*** Data shown ***

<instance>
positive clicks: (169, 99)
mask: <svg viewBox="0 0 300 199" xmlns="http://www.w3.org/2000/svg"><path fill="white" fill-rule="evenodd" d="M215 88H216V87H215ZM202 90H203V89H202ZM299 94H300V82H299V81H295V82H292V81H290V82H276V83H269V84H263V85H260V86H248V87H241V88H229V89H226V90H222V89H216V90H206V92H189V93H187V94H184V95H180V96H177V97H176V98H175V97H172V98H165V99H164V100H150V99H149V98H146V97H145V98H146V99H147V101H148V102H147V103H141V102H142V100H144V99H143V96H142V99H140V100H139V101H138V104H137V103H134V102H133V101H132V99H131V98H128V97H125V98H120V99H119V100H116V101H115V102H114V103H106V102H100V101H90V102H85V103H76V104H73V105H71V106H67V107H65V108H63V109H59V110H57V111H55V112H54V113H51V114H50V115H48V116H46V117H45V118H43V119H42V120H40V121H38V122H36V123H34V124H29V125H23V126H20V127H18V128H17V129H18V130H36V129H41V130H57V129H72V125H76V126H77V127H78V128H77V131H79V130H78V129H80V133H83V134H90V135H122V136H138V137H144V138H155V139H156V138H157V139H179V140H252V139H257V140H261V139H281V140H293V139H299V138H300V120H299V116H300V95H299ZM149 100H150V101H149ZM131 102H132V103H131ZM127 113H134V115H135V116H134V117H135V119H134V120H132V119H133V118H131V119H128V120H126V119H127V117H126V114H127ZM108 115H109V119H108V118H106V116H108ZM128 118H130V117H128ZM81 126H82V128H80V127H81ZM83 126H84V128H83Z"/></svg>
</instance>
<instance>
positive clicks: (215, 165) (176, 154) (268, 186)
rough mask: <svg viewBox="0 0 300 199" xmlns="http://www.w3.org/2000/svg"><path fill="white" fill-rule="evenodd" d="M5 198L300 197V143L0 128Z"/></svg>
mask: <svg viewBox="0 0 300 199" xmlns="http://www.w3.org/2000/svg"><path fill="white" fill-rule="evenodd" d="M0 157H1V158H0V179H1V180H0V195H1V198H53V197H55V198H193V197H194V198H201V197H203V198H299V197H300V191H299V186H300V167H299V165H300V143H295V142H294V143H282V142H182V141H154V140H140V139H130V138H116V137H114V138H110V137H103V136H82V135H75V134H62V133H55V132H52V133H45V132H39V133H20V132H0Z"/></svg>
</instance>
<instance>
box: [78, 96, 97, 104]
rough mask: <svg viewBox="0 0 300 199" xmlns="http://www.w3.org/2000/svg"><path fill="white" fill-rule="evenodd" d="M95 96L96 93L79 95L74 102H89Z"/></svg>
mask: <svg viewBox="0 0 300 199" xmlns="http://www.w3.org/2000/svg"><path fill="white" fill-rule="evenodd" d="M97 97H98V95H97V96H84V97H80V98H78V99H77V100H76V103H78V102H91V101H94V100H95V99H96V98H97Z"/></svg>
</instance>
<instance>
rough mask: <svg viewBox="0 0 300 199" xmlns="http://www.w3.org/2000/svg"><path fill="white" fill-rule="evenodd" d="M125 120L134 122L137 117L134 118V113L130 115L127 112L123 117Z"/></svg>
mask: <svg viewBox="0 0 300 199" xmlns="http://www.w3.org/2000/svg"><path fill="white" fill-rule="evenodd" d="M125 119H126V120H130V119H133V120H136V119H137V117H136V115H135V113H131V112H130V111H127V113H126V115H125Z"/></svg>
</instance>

*** End of Data shown ***

Task details: From the first entry above to the last, repeat everything exactly.

Solved problem:
<instance>
positive clicks: (169, 99)
mask: <svg viewBox="0 0 300 199" xmlns="http://www.w3.org/2000/svg"><path fill="white" fill-rule="evenodd" d="M215 88H216V87H215ZM202 90H203V89H202ZM299 94H300V82H299V81H295V82H292V81H290V82H276V83H269V84H263V85H260V86H248V87H241V88H229V89H226V90H222V89H216V90H206V92H189V93H187V94H184V95H180V96H177V97H176V98H175V97H172V98H165V99H164V100H150V99H149V98H146V97H145V98H146V99H147V101H148V102H147V103H141V102H142V100H144V99H143V96H142V99H140V100H139V101H138V104H137V103H134V102H133V101H132V99H131V98H128V97H125V98H120V99H119V100H116V101H115V102H114V103H106V102H100V101H90V102H85V103H76V104H73V105H71V106H67V107H65V108H63V109H59V110H57V111H55V112H54V113H51V114H50V115H48V116H46V117H45V118H43V119H42V120H40V121H38V122H36V123H34V124H29V125H23V126H20V127H18V128H17V129H18V130H36V129H41V130H57V129H72V125H76V126H77V127H78V128H77V131H79V130H78V129H80V133H83V134H90V135H122V136H138V137H144V138H155V139H156V138H157V139H179V140H252V139H257V140H261V139H281V140H293V139H299V138H300V120H299V116H300V95H299ZM149 100H150V101H149ZM131 102H132V103H131ZM127 113H134V115H135V116H134V117H135V119H134V120H132V119H133V118H131V119H128V120H126V119H127V117H126V114H127ZM108 115H109V119H108V118H106V116H108ZM128 118H130V117H128ZM81 126H82V128H80V127H81ZM83 126H84V128H83Z"/></svg>
</instance>
<instance>
positive clicks: (215, 165) (176, 154) (268, 186)
rough mask: <svg viewBox="0 0 300 199" xmlns="http://www.w3.org/2000/svg"><path fill="white" fill-rule="evenodd" d="M5 198L300 197V143L0 128Z"/></svg>
mask: <svg viewBox="0 0 300 199" xmlns="http://www.w3.org/2000/svg"><path fill="white" fill-rule="evenodd" d="M0 157H1V158H0V179H1V180H0V195H1V198H53V197H55V198H193V197H194V198H201V197H203V198H299V197H300V191H299V186H300V167H299V165H300V143H295V142H294V143H282V142H182V141H154V140H140V139H130V138H116V137H114V138H110V137H103V136H82V135H75V134H62V133H55V132H52V133H45V132H39V133H20V132H0Z"/></svg>
</instance>
<instance>
box: [78, 96, 97, 104]
rough mask: <svg viewBox="0 0 300 199" xmlns="http://www.w3.org/2000/svg"><path fill="white" fill-rule="evenodd" d="M95 96L96 93L79 95L74 102H89Z"/></svg>
mask: <svg viewBox="0 0 300 199" xmlns="http://www.w3.org/2000/svg"><path fill="white" fill-rule="evenodd" d="M97 97H98V95H97V96H84V97H80V98H78V99H77V100H76V103H78V102H91V101H94V100H95V99H96V98H97Z"/></svg>
</instance>
<instance>
rough mask: <svg viewBox="0 0 300 199" xmlns="http://www.w3.org/2000/svg"><path fill="white" fill-rule="evenodd" d="M125 120L134 122L137 117L134 118V113L130 115L127 112L123 117Z"/></svg>
mask: <svg viewBox="0 0 300 199" xmlns="http://www.w3.org/2000/svg"><path fill="white" fill-rule="evenodd" d="M125 119H126V120H130V119H133V120H136V119H137V117H136V115H135V113H131V112H130V111H127V113H126V115H125Z"/></svg>
</instance>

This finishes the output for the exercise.